▶ [Supplied data]:
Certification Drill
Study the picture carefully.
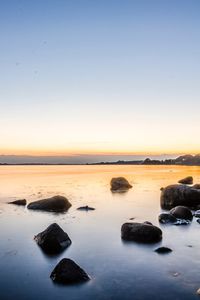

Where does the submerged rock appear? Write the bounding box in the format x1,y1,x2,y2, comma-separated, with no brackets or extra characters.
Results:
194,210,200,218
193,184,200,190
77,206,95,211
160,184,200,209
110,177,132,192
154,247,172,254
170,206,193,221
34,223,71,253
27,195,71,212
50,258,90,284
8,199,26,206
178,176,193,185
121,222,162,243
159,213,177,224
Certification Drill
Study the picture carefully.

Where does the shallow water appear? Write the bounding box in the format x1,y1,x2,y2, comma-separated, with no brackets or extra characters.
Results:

---

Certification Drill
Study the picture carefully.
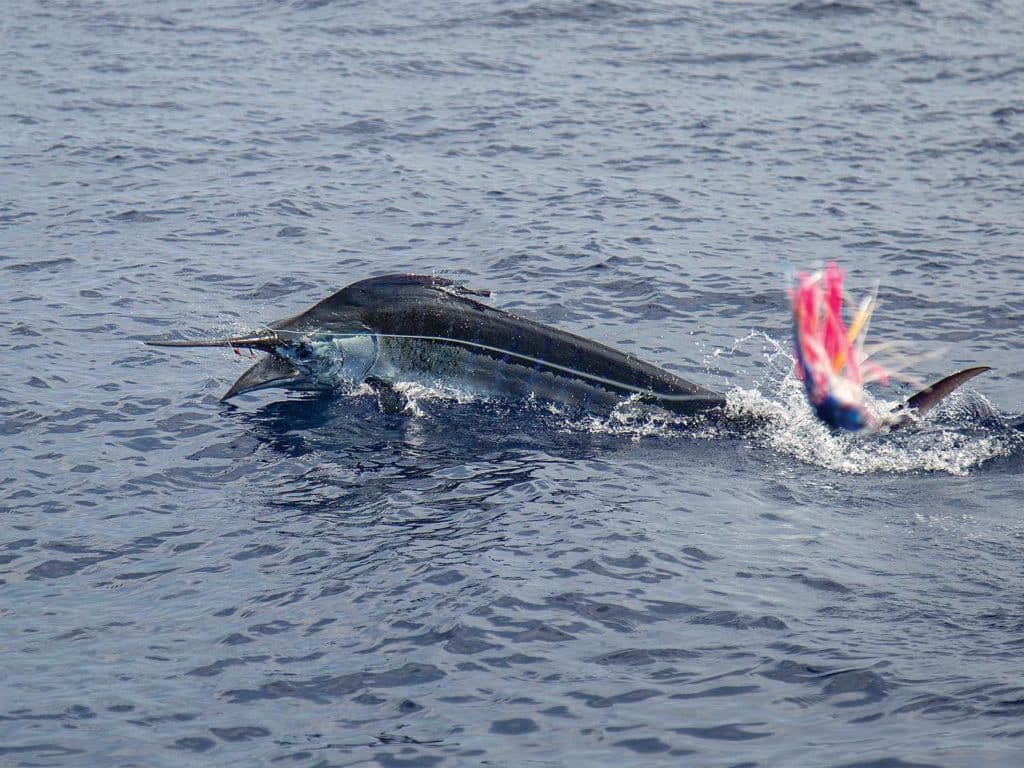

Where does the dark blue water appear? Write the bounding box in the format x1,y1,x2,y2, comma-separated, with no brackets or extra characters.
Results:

▶ [What is expected]:
Tell how many lines in the data hold the string "water". Only the number is wanted.

▶ [Answer]:
2